Records to use START

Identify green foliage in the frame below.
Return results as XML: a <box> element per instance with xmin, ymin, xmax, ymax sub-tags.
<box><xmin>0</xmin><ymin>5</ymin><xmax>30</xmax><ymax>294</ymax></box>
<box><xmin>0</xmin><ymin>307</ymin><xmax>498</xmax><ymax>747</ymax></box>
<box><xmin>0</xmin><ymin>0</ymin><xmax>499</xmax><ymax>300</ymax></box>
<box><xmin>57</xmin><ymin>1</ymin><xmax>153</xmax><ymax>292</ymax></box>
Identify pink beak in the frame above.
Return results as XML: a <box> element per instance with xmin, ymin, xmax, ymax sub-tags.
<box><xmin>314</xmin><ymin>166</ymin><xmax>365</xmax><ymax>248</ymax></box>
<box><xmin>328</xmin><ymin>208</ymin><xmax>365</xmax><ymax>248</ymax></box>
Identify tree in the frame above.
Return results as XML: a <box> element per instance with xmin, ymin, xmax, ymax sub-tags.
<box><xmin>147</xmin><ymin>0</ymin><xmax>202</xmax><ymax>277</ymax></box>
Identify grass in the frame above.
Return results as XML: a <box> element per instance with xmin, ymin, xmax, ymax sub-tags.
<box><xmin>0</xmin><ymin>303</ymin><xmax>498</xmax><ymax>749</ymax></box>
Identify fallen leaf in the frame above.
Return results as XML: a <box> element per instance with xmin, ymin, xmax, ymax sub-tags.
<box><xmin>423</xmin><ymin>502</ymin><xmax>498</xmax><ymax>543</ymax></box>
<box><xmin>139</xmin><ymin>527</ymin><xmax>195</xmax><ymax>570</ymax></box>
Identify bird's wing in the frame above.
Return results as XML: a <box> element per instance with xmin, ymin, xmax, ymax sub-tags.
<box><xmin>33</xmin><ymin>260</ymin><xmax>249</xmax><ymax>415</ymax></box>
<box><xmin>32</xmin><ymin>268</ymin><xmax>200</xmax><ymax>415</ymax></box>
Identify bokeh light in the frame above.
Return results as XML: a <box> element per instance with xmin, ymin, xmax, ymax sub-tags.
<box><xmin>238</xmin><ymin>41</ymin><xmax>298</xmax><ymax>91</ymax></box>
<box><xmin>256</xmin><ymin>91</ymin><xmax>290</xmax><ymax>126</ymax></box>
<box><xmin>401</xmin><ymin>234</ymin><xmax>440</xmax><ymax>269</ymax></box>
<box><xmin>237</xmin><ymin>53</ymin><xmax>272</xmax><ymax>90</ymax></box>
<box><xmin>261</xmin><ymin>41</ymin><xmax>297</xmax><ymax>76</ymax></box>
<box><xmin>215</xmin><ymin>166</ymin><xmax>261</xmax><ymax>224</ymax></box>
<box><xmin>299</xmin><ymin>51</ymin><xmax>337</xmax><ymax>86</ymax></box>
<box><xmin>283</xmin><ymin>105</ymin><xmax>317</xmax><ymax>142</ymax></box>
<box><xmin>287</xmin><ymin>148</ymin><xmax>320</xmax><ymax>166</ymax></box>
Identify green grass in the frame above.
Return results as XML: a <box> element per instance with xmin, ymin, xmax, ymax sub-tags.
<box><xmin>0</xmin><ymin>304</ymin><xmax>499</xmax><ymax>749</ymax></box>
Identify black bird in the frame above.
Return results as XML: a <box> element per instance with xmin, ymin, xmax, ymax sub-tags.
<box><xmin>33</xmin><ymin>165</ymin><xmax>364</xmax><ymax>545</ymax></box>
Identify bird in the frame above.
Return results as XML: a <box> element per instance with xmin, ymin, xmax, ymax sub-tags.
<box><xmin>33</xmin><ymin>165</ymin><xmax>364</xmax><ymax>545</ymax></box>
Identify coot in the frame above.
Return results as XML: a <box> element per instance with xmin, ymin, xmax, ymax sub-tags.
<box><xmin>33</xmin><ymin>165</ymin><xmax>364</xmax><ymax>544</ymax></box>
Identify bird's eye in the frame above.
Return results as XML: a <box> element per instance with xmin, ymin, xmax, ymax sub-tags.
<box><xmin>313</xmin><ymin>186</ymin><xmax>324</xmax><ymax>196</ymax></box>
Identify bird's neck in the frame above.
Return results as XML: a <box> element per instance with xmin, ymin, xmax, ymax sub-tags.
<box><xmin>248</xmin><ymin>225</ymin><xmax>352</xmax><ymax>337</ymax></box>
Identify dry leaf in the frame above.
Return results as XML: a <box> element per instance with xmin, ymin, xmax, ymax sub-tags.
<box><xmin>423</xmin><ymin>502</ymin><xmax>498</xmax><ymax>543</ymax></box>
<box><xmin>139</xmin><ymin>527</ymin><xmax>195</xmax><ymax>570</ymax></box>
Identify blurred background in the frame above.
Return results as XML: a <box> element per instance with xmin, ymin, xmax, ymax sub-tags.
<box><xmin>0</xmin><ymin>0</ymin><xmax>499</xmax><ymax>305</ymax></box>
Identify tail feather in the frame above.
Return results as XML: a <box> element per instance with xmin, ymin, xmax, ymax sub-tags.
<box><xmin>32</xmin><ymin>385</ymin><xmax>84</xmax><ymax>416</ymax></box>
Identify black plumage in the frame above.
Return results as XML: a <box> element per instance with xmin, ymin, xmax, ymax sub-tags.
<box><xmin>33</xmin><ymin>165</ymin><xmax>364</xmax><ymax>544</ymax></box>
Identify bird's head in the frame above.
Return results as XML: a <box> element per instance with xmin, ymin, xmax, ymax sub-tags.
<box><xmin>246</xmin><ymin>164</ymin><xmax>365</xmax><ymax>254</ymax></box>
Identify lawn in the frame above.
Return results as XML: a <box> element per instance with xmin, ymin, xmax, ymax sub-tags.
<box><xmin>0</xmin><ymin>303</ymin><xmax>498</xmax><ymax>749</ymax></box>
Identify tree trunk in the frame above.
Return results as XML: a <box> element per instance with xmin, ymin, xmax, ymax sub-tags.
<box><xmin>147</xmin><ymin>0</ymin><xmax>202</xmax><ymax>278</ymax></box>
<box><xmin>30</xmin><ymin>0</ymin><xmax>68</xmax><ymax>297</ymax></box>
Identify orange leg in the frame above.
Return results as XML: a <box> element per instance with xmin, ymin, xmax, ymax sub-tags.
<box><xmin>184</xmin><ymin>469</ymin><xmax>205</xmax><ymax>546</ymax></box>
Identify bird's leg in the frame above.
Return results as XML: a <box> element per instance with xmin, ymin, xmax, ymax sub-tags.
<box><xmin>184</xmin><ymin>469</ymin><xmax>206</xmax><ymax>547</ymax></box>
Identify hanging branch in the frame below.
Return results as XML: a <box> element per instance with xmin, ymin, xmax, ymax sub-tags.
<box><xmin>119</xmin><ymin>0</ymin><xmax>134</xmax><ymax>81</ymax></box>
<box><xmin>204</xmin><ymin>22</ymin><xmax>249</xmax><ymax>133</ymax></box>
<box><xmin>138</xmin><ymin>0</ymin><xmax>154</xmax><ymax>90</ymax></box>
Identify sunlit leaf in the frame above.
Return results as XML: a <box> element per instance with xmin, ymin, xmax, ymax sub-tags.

Records to use END

Look through the entries above and quote exactly the lines from the line with "Identify black plumage in the frame above." to the line with "Identify hanging branch in the frame below.", counting both of those lines.

Identify black plumage in the frame above.
Return results as XML: a <box> element per instance with xmin, ymin, xmax, ymax sub-tags.
<box><xmin>33</xmin><ymin>165</ymin><xmax>364</xmax><ymax>544</ymax></box>
Identify bird's head in the frame above.
Return results as XML: a <box> element per instance with xmin, ymin, xmax, ymax sub-tags.
<box><xmin>246</xmin><ymin>164</ymin><xmax>365</xmax><ymax>254</ymax></box>
Identify lawn in the frame above.
Return results as XML: a <box> element per instance with xmin, ymin, xmax, ymax sub-tags.
<box><xmin>0</xmin><ymin>303</ymin><xmax>498</xmax><ymax>749</ymax></box>
Identify tree trunk in the frame above.
Return results as XML: a <box> element per instance with xmin, ymin, xmax, ymax sub-tags.
<box><xmin>147</xmin><ymin>0</ymin><xmax>202</xmax><ymax>278</ymax></box>
<box><xmin>30</xmin><ymin>0</ymin><xmax>68</xmax><ymax>297</ymax></box>
Identify orange leg in the frame above.
Return results as XML: a <box> element per instance with xmin, ymin, xmax, ymax sub-tags.
<box><xmin>184</xmin><ymin>469</ymin><xmax>205</xmax><ymax>546</ymax></box>
Identify bird's leg in the frame above.
Return results as XML: a <box> element per instance with xmin, ymin, xmax, ymax sub-tags.
<box><xmin>184</xmin><ymin>469</ymin><xmax>206</xmax><ymax>547</ymax></box>
Identify hanging branch in the frame below.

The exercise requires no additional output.